• WORK TO DO: Rewrite the lines below as a JSON list of strings, one string per line with blank lines left out, starting with the very first line and going on through the line with "x=239 y=374".

##########

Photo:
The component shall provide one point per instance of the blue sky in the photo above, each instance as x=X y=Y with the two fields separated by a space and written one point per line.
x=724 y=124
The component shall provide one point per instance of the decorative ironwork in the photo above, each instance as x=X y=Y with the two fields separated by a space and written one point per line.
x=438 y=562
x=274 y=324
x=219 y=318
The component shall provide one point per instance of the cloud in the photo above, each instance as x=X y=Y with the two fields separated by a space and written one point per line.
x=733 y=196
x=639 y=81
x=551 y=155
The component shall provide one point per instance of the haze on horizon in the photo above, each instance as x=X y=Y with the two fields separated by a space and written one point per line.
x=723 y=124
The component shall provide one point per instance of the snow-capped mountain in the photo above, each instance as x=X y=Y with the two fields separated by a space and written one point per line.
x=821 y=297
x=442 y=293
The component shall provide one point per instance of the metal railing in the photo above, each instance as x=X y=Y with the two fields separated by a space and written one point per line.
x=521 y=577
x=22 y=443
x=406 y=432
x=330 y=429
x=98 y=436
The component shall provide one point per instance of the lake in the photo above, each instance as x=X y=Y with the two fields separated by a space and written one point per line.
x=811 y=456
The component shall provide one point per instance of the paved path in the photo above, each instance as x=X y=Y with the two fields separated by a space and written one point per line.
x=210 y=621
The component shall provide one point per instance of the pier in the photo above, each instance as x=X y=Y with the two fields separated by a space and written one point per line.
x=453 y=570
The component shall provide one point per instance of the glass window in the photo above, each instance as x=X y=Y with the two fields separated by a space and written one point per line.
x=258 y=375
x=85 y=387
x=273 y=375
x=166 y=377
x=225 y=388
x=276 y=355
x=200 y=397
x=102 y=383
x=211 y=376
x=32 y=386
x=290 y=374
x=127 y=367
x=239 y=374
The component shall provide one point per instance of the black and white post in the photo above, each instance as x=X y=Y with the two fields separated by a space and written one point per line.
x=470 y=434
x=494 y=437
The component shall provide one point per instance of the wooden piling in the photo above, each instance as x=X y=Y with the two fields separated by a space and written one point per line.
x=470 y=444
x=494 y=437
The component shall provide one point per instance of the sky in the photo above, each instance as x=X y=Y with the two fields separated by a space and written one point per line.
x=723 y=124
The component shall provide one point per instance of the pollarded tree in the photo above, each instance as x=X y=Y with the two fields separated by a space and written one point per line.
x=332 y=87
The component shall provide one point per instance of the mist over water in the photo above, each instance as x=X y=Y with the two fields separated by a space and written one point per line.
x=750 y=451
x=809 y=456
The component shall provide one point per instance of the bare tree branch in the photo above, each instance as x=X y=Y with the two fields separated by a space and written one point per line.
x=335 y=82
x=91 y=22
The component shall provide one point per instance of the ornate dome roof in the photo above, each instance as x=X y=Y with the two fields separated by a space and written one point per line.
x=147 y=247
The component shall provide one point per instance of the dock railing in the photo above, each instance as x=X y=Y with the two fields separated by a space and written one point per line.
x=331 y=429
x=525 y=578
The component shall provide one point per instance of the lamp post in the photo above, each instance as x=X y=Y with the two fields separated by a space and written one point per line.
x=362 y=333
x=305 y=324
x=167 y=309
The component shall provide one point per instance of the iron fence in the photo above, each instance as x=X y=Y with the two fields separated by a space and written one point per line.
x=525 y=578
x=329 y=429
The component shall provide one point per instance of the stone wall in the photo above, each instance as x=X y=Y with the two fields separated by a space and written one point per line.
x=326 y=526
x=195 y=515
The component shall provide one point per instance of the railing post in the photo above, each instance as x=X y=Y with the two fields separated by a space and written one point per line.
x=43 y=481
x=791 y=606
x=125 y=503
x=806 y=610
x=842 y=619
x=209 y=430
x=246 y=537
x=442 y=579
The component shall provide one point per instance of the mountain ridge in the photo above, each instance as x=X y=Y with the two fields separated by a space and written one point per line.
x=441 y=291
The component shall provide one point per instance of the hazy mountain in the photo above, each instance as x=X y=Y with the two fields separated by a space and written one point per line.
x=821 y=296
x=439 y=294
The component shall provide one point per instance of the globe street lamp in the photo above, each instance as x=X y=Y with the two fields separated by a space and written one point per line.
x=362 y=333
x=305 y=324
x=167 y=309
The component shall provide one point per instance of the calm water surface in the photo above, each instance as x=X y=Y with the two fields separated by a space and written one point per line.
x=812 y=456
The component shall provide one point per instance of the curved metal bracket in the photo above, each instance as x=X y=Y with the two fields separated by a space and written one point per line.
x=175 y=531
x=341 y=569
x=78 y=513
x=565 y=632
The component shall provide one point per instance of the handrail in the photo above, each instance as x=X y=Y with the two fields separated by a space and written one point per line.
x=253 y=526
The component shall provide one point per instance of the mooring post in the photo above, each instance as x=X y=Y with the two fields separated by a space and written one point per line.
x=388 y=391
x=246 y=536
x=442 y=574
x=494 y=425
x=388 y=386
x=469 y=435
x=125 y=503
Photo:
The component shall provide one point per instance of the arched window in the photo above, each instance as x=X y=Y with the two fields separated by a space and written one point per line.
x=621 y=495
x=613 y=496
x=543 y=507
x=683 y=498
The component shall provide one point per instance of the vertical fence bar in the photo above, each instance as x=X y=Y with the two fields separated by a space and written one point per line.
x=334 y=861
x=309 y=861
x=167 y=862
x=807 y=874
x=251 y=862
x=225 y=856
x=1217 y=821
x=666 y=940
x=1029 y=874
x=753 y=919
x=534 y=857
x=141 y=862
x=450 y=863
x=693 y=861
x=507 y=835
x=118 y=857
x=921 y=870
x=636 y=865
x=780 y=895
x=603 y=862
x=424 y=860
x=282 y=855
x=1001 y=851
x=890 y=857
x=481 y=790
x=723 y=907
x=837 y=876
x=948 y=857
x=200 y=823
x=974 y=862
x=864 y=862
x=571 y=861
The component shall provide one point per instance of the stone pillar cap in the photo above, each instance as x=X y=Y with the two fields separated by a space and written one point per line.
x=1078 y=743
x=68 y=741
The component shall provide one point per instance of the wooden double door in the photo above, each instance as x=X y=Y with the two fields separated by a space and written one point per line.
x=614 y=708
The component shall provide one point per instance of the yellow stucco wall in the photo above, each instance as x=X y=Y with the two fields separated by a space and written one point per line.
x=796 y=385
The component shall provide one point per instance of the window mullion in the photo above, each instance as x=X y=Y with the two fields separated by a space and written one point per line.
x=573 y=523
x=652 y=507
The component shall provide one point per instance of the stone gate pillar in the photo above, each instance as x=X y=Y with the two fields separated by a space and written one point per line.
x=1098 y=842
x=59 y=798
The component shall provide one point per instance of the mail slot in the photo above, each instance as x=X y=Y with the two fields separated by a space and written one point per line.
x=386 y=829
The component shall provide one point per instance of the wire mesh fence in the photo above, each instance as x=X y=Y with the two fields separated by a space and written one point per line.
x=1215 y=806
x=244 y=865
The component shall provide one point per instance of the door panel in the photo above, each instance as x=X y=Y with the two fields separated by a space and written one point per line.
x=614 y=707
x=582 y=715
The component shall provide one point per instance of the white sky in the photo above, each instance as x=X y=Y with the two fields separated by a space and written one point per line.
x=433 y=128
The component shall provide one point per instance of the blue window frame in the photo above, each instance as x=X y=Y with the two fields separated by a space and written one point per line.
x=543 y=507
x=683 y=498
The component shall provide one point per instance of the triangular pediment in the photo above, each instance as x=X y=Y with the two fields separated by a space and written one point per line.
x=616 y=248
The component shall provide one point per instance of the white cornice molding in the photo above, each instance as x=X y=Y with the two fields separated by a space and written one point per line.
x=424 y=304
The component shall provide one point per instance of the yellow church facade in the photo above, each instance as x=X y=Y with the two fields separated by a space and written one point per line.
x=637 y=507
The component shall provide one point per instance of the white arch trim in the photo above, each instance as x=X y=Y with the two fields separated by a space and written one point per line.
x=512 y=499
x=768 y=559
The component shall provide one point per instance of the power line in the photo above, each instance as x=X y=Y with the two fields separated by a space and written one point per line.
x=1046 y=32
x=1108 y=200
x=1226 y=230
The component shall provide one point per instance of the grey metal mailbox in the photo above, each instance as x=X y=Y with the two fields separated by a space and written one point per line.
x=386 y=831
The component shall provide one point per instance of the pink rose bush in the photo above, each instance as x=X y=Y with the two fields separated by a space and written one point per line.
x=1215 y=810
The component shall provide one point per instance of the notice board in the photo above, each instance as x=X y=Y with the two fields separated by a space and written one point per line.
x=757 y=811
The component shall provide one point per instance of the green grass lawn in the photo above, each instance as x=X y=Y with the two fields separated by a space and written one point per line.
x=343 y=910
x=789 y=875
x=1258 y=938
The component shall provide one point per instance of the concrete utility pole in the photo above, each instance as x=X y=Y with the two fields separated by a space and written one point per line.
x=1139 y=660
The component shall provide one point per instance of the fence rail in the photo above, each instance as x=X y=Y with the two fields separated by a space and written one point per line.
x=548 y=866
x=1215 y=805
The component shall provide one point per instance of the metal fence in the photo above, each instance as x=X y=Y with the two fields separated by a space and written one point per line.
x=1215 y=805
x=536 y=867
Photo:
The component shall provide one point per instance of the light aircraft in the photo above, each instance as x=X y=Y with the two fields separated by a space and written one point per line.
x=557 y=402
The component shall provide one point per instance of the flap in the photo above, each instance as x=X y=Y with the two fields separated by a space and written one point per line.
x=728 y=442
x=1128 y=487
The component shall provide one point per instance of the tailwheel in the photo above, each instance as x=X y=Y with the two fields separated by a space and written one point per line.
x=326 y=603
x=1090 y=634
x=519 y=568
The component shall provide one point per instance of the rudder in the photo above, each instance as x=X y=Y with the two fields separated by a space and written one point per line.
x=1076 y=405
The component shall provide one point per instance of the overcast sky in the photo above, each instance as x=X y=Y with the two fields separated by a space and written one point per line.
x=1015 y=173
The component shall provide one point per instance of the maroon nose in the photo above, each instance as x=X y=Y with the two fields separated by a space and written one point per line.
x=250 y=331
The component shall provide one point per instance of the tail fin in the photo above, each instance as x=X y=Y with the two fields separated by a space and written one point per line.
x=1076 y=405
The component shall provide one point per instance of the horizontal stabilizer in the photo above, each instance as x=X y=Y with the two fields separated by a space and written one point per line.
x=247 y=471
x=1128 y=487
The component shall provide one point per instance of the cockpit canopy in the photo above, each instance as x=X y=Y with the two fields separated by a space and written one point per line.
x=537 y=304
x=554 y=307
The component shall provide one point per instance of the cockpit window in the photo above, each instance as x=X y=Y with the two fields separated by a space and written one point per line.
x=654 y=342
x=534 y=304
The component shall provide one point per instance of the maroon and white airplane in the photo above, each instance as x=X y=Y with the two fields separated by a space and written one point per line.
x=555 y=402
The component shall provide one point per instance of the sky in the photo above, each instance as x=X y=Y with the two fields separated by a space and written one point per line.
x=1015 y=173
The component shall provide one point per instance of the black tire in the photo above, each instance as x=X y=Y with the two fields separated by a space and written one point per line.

##########

• REPLY TO THE EXERCISE:
[
  "Photo:",
  "The component shall provide one point per instance of the blue sky in the photo above, each instance as x=X y=Y with the two fields separated by a space and written one point per line.",
  "x=724 y=124",
  "The component shall provide one point per instance of the decorative ironwork in the photo above, each instance as x=X y=Y with the two fields separated by a space and written one point per line.",
  "x=438 y=562",
  "x=274 y=324",
  "x=219 y=318",
  "The component shall provide one point per instance of the cloud in the photo above, each instance as x=X y=Y with the two fields separated by a space and written one point per line.",
  "x=733 y=196",
  "x=639 y=81",
  "x=551 y=155",
  "The component shall provide one point per instance of the haze on horizon in the photo above, each instance as x=X y=Y with the two fields separated by a space and written one point per line.",
  "x=723 y=124",
  "The component shall provide one point per instance of the snow-capped mountain in the photo above, each instance as x=X y=Y with the two fields separated by a space and written one point per line.",
  "x=821 y=297",
  "x=442 y=293",
  "The component shall provide one point per instance of the metal railing in the photo above, each instance as x=X y=Y with the two fields separated by a space and written one point per line.",
  "x=521 y=577",
  "x=22 y=443",
  "x=406 y=432",
  "x=330 y=429",
  "x=98 y=436",
  "The component shall provide one point per instance of the lake in the photo above, each instance as x=X y=Y with the two fields separated by a space and written one point per line.",
  "x=811 y=456",
  "The component shall provide one point per instance of the paved path in the photo above, each instance as x=X y=Y with the two fields separated by a space and written one point per line.",
  "x=210 y=621",
  "The component shall provide one point per instance of the pier in the photo above, each instance as x=X y=Y with the two fields separated by a space and written one point per line.",
  "x=453 y=570",
  "The component shall provide one point per instance of the glass window in the photo above, each instance as x=X y=Y with the two fields separated by a space and written one point per line.",
  "x=258 y=375",
  "x=85 y=387",
  "x=273 y=375",
  "x=166 y=377",
  "x=225 y=388",
  "x=276 y=355",
  "x=200 y=397",
  "x=102 y=383",
  "x=211 y=376",
  "x=32 y=386",
  "x=290 y=374",
  "x=127 y=367",
  "x=239 y=374"
]